### Given exercise
Copy the data from its first line through the line containing "top-left (160, 0), bottom-right (180, 81)", and change "sign post" to "street sign" while keeping everything else identical.

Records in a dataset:
+ + + +

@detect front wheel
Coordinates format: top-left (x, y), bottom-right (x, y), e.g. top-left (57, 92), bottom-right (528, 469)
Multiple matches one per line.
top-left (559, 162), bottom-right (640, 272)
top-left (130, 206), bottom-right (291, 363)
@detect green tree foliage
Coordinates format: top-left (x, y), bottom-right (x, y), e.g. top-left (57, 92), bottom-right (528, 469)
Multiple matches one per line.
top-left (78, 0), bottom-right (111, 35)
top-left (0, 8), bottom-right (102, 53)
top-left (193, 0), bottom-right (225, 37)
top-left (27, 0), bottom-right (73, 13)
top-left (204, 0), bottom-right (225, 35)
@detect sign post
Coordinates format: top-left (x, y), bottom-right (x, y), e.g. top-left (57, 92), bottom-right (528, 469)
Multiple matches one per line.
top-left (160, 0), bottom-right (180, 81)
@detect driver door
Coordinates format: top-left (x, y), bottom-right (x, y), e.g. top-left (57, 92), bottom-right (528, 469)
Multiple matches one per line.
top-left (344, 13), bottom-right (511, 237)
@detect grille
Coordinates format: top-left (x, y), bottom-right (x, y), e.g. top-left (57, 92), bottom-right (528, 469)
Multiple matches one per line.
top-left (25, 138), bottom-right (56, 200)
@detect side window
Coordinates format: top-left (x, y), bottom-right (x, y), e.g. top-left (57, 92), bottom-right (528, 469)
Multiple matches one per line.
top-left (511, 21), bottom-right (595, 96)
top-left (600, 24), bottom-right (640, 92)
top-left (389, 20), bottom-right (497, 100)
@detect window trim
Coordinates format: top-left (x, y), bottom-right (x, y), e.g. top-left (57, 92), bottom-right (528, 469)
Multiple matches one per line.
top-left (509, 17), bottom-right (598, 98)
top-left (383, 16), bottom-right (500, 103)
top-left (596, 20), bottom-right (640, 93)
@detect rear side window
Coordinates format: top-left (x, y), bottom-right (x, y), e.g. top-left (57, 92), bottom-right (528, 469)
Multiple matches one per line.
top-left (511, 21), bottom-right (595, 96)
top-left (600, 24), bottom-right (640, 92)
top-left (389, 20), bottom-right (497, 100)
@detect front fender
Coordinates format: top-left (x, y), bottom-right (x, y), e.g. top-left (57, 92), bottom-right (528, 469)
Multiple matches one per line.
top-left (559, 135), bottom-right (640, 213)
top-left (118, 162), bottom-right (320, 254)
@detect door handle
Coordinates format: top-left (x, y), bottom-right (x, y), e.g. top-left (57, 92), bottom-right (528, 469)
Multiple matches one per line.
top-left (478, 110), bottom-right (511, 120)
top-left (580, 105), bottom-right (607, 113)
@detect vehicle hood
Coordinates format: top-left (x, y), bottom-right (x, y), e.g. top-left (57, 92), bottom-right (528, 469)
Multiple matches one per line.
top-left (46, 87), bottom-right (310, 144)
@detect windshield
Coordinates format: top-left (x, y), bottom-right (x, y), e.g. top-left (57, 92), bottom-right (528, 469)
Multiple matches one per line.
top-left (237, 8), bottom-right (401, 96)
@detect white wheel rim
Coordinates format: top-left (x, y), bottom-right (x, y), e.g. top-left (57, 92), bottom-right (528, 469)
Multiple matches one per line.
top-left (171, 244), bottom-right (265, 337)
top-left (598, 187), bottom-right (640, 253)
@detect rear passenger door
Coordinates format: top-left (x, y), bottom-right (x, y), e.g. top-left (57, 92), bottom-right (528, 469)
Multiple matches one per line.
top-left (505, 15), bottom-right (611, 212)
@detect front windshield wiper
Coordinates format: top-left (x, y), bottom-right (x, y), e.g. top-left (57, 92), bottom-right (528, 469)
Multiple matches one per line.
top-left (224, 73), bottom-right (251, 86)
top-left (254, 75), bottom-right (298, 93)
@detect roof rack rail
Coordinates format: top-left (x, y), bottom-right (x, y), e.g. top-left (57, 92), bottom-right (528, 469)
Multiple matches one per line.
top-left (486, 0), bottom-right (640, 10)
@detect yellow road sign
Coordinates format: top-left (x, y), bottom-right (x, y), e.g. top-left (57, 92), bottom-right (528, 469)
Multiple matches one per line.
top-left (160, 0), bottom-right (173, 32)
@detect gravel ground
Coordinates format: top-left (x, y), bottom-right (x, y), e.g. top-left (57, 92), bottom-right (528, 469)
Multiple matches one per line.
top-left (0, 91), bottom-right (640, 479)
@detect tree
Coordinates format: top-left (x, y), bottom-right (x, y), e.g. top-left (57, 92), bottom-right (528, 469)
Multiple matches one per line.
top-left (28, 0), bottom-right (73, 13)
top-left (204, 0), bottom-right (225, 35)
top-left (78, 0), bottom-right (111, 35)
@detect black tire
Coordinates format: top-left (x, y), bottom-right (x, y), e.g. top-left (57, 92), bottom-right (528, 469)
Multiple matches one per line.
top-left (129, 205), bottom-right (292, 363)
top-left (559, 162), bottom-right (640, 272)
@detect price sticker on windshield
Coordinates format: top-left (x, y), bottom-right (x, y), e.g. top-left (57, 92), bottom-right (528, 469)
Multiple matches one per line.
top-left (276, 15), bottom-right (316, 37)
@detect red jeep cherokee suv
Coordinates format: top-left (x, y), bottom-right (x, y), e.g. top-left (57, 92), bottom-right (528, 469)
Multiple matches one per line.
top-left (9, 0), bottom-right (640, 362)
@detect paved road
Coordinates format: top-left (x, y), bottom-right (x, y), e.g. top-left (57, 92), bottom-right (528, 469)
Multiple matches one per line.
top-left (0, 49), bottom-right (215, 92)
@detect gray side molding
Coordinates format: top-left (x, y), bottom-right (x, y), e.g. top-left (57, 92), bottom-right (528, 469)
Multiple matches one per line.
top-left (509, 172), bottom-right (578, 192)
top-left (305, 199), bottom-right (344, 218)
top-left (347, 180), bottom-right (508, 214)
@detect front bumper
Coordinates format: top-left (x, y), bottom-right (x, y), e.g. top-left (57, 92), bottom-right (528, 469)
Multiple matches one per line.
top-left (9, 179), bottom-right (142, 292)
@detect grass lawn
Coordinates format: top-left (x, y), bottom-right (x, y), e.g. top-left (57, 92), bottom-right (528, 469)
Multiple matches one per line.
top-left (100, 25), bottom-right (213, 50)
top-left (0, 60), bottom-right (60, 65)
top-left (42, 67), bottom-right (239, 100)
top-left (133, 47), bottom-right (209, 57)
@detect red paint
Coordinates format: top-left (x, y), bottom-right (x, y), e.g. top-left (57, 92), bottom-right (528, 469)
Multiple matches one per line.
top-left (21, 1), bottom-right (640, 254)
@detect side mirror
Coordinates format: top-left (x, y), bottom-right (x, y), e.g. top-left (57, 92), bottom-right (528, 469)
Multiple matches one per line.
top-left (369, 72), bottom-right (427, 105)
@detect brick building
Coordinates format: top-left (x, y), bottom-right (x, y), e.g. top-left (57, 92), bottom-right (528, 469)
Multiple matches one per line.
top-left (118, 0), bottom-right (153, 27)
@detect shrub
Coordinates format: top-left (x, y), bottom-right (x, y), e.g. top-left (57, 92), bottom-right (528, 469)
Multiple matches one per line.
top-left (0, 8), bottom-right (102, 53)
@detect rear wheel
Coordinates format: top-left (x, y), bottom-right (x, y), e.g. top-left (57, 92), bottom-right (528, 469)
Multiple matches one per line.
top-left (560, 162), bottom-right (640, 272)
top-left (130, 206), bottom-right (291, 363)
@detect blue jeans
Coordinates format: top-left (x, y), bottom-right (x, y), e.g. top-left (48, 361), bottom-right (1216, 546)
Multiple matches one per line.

+ + + +

### Result below
@detect front wheel
Coordinates format: top-left (x, y), bottom-right (x, y), e.g. top-left (57, 92), bottom-right (528, 469)
Multiple matches one per line.
top-left (559, 162), bottom-right (640, 272)
top-left (130, 206), bottom-right (291, 363)
@detect green tree foliage
Coordinates format: top-left (x, y), bottom-right (x, y), e.g. top-left (57, 92), bottom-right (528, 469)
Multiple matches one per line.
top-left (78, 0), bottom-right (111, 35)
top-left (0, 8), bottom-right (102, 53)
top-left (193, 0), bottom-right (225, 37)
top-left (27, 0), bottom-right (73, 13)
top-left (204, 0), bottom-right (225, 35)
@detect street sign
Coordinates format: top-left (x, y), bottom-right (x, y), e.g. top-left (57, 92), bottom-right (528, 469)
Multiple matches one per line.
top-left (160, 0), bottom-right (180, 81)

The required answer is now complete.